EXTRACTED TEXT:

******

# Silly question but I don't know until I know.



## Karin Voorhis (Jan 5, 2010)

I just got the Beal buffing system for my old mini jet single speed. Since I have never buffed before and my theory was to have it at full speed and just hold piece to it. Well now I am here to ask really what to do. 
 
I get the pen buffing since I can leave it on the mandrel and do it that way. However I was buffing a Corian Pendent last night and needless to say it got ripped right out of my hand flew across the shop and smashed into pieces.  
 
Help with my ignorant being self
 
Thanks in advance!


----------



## Greg O'Sherwood (Jan 5, 2010)

I buff at a slow speed and just hang on tight. Try not to press onto the buffs too hard, just a light touch is enough.

I think when using corian, just MM to 12000. No buffing needed.

.


----------



## KenV (Jan 5, 2010)

8 inch wheels right --  at full speed they are really zinging at the edge.   That is a hard way to learn.

The real trick is to use are really light touch and that can be hard to learn when they are going mach 1 speed  --  Light loading of abrasive and wax, and light touch to let the abrasive do the polishing.  Very Very light pressure and a good grip.  If it grabs and throws, too much pressure.   Get a piece of hardwood like maple or rosewood and practice a bit --  get smaller pieces after you have used large chunks  with a great grip on them.


I suggest you use a slow speed and after you get a better feel, go for faster if you want.  

Did I say light touch and light load


----------



## dustmaker (Jan 5, 2010)

Karin,  I buff around 1700RPM.  You really don't need high speed for buffing, the compound does the real work.


----------



## Whaler (Jan 5, 2010)

What Greg said, slow it down and use a light touch.


----------



## BRobbins629 (Jan 5, 2010)

I would not use metal bushings on the mandrel when you are buffing.  Its a good way to get metal particles ruining your finish or staining light woods. Either make/buy some white delrin bushings or buff off the mandrel.


----------



## Karin Voorhis (Jan 5, 2010)

Thank you all sooo much. I try really hard to figure things out first before I ask my meaning is that I learn more. But wow this was a nice piece and it ripped it right out of my hans and gone.


----------



## dustmaker (Jan 5, 2010)

Karin, this video may help too:
http://www.youtube.com/watch?v=iUnql9eYV5A&feature=player_embedded


----------



## mredburn (Jan 5, 2010)

******

(Coordinate annotation entries)

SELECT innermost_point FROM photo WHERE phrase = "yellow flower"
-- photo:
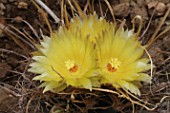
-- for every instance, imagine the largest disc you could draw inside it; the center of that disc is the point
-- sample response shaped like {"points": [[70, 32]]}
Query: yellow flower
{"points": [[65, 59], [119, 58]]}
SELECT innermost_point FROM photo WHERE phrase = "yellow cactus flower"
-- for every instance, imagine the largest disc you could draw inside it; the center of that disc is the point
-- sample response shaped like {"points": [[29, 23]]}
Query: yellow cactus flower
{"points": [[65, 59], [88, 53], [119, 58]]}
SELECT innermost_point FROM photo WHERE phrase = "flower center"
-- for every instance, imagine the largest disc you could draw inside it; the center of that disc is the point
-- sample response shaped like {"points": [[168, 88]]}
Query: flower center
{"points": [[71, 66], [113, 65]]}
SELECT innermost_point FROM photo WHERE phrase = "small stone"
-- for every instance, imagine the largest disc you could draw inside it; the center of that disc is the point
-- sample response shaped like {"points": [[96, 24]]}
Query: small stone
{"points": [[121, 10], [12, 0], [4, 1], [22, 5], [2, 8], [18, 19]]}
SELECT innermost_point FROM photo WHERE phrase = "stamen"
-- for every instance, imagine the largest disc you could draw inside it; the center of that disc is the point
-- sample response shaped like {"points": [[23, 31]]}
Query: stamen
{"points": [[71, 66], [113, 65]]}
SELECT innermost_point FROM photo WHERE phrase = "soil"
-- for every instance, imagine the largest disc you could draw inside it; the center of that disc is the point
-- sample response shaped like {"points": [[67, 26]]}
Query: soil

******

SET TASKS:
1. Find each line in the listing that contains the string "response" and copy those lines. Case counts.
2. Pick up the forum thread on buffing from the point where it stops.

OUTPUTS IN ORDER:
1.
-- sample response shaped like {"points": [[70, 32]]}
-- sample response shaped like {"points": [[29, 23]]}
-- sample response shaped like {"points": [[168, 88]]}
-- sample response shaped like {"points": [[96, 24]]}
-- sample response shaped like {"points": [[23, 31]]}
-- sample response shaped like {"points": [[67, 26]]}

2.
You might try using a wood dowel that the parts will slide onto,  to hold onto. That way you hold onto the dowel on both sides and use your thumb behind the blank to keep it from spinning while buffing.  MIke


----------



## RussFairfield (Jan 5, 2010)

I just put a new page on my website that talks about buffing wheels and includes some video.

Take a look and see if it helps.  http://www.woodturner-russ.com/Wax/Wax-6-Buffing-a.html


----------



## jttheclockman (Jan 5, 2010)

I always cringe when I read how people use their mandrels when buffing. Then you read about out of round blanks. I mandrel is not meant to have pressure put on it like that. If you have an old one then fine or get a piece of rod or a dowel and adapt that. Stop using the mandrel.


----------



## Grizz (Jan 5, 2010)

Karin Voorhis said:


> I just got the Beal buffing system for my old mini jet single speed. Since I have never buffed before and my theory was to have it at full speed and just hold piece to it. Well now I am here to ask really what to do.
> 
> I get the pen buffing since I can leave it on the mandrel and do it that way. However I was buffing a Corian Pendent last night and needless to say it got ripped right out of my hand flew across the shop and smashed into pieces.
> 
> ...



There is no Silly Questions, just Silly people.  :monkey:


----------



## chrisk (Jan 5, 2010)

I remember that the instructions provided with the Beall Buffing system advise for a speed lathe up to 1750 RPM for safety reasons.


----------



## DozerMite (Jan 5, 2010)

KenV said:


> 8 inch wheels right -- at full speed they are really zinging at the edge. That is a hard way to learn.
> 
> The real trick is to use are really light touch and that can be hard to learn when they are going mach 1 speed -- Light loading of abrasive and wax, and light touch to let the abrasive do the polishing. Very Very light pressure and a good grip. If it grabs and throws, too much pressure. Get a piece of hardwood like maple or rosewood and practice a bit -- get smaller pieces after you have used large chunks with a great grip on them.
> 
> ...


 

If it is suddenly snatched from your hand, it has nothing to do with to much pressure. It's from the wheel hitting an edge, called a catch, and it's the top edge that is the reason. Pressure only creates heat and ruins the object being buffed and the wheel.
Just keep away from the top edge and it won't catch on you. Ideally, you want a bushing on the barrel or it's possible to round the edges that mate to the hardware. Use whatever bushings work for you. I use my steel bushings.

Corian, like any other plastic material, will benefit from buffing opposed to just using MM. Better finish and reduced time.

With higher RPM and/or larger wheels, it will burn much faster, but with a light touch and proper technique, it is fine. Just remember to run across the wheel faster since it's rotating faster. I run 3450RPM on one and 3600RPM on another. Just practice, like anything else. After a few catches, you will see why, and know how to avoid it.


----------



## MrPukaShell (Jan 5, 2010)

I was surprised that no one asked if you touched the buffing wheel above center.  If you get above center you will diffidently get a catch like you described.  There have been a lot of good tips here as always.  If I was looking at the wheel from the side you want to stay in the 6 to 8 range with the wheel is spinning away from you.


----------



## LEAP (Jan 5, 2010)

Karin,
I use a piece of 1/4" threaded rod and a couple delrin cone bushings I made. Send me your address and I'll send you a piece of delrin rod. The threaded rod allows you to adjust to what ever size barrel you happen to be buffing at the time.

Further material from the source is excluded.